• _MATERIAL FOR THIS TASK_
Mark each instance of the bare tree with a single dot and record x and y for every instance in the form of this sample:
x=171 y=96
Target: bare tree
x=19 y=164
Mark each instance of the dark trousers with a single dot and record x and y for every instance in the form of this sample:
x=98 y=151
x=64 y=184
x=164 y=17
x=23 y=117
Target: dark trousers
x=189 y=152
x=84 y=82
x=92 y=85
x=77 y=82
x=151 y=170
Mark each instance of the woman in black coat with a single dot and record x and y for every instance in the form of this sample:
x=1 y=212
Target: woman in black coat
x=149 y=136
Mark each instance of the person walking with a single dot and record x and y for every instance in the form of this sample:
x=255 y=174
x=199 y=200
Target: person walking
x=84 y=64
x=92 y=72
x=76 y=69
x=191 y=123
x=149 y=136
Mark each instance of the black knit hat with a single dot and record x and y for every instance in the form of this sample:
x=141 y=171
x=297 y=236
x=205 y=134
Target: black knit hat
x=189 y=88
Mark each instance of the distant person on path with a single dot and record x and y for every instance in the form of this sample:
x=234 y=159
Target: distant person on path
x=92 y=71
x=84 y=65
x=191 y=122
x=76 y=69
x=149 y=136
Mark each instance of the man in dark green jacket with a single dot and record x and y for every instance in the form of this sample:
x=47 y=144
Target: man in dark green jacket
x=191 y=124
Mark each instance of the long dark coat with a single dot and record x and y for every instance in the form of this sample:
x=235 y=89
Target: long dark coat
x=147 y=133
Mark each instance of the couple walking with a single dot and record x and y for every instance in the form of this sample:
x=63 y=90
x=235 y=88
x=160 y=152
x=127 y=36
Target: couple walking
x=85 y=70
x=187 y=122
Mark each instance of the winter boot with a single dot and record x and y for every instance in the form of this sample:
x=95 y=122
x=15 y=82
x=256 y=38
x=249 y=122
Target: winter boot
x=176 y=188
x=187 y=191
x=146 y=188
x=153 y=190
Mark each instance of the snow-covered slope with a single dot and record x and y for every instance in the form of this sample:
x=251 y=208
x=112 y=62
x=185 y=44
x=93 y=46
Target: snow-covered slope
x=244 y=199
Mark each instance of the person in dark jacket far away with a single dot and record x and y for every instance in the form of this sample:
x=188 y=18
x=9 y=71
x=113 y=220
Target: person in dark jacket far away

• _GIVEN EXERCISE_
Put every line of the listing above into a Markdown table with the columns "No." and "Text", numbering the rows and skipping blank lines.

• _RESULT OF THIS EXERCISE_
| No. | Text |
|---|---|
| 1 | Mark each instance of the bare tree with a single dot and record x and y for every instance in the form of this sample: |
| 2 | x=171 y=96 |
| 3 | Target: bare tree |
| 4 | x=19 y=164 |
| 5 | Mark each instance of the dark trousers with a single dot and record x and y for every instance in the form of this sample: |
| 6 | x=98 y=151 |
| 7 | x=64 y=184 |
| 8 | x=164 y=17 |
| 9 | x=23 y=117 |
| 10 | Target: dark trousers |
| 11 | x=189 y=152 |
| 12 | x=84 y=82 |
| 13 | x=92 y=85 |
| 14 | x=77 y=82 |
| 15 | x=151 y=170 |
| 16 | Mark each instance of the woman in black coat with a single dot and record x and y for every instance in the form of this sample: |
| 17 | x=1 y=212 |
| 18 | Target: woman in black coat |
| 19 | x=149 y=136 |
| 20 | Mark each instance of the person walking with a single dot and record x and y for every instance in the form of this sample: |
| 21 | x=255 y=174 |
| 22 | x=199 y=200 |
| 23 | Target: person walking |
| 24 | x=84 y=64 |
| 25 | x=92 y=72 |
| 26 | x=76 y=69 |
| 27 | x=191 y=123 |
| 28 | x=149 y=136 |
| 29 | Mark each instance of the black knit hat with a single dot and record x and y for every instance in the form of this sample: |
| 30 | x=141 y=171 |
| 31 | x=297 y=236 |
| 32 | x=205 y=134 |
| 33 | Target: black knit hat |
| 34 | x=189 y=88 |
| 35 | Mark each instance of the distant person on path with a single dot and record x and y for every instance in the form of this sample: |
| 36 | x=234 y=159 |
| 37 | Target: distant person on path |
| 38 | x=92 y=71 |
| 39 | x=84 y=65 |
| 40 | x=191 y=122 |
| 41 | x=76 y=69 |
| 42 | x=149 y=136 |
| 43 | Mark each instance of the man in dark green jacket with a single dot and record x and y for every instance in the form of this sample: |
| 44 | x=47 y=144 |
| 45 | Target: man in dark green jacket |
| 46 | x=191 y=124 |
| 47 | Mark each instance of the long dark coat with a single dot and record x and y for every instance in the form of this sample: |
| 48 | x=235 y=89 |
| 49 | Target: long dark coat |
| 50 | x=147 y=133 |
| 51 | Mark each instance of the couple walking with a single dot and record x and y for every instance in the form of this sample: |
| 52 | x=63 y=90 |
| 53 | x=235 y=88 |
| 54 | x=160 y=152 |
| 55 | x=127 y=36 |
| 56 | Target: couple walking |
| 57 | x=85 y=70 |
| 58 | x=187 y=122 |
| 59 | Mark each instance of the winter boot with a single dot and record x and y for every instance in the form of this sample: |
| 60 | x=95 y=122 |
| 61 | x=15 y=82 |
| 62 | x=256 y=38 |
| 63 | x=249 y=122 |
| 64 | Target: winter boot |
| 65 | x=176 y=188 |
| 66 | x=187 y=191 |
| 67 | x=146 y=188 |
| 68 | x=153 y=190 |
| 69 | Mark each instance of the snow-covered slope with a single dot and record x and y for every instance in the form of this sample: |
| 70 | x=251 y=208 |
| 71 | x=112 y=62 |
| 72 | x=185 y=44 |
| 73 | x=93 y=46 |
| 74 | Target: snow-covered slope |
| 75 | x=244 y=199 |
| 76 | Mark each instance of the person in dark jacket far away with a single dot and record x and y for every instance in the form of this sample: |
| 77 | x=188 y=18 |
| 78 | x=9 y=71 |
| 79 | x=113 y=220 |
| 80 | Target: person in dark jacket far away |